EXERCISE INPUTS:

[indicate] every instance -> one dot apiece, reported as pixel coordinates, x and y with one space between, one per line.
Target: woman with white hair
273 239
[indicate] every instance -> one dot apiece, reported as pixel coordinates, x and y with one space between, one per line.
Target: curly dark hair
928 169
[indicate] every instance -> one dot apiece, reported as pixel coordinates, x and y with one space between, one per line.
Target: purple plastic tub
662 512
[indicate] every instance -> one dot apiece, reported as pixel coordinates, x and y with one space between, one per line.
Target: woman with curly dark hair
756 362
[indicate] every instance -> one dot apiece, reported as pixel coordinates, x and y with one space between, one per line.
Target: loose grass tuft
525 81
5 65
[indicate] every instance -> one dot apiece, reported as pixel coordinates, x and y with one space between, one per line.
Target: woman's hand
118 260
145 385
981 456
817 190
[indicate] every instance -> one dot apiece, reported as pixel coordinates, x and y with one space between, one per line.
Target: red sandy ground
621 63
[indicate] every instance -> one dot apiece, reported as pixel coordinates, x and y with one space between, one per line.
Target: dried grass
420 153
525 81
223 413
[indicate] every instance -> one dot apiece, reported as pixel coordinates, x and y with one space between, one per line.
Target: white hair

EXERCISE DETAILS:
Please extract every line from the entries above that contains the string "woman", treating uppercase and lowercase letters as distinct.

RESPONSE BELOW:
Target: woman with white hair
Target: woman with curly dark hair
Target: woman's hand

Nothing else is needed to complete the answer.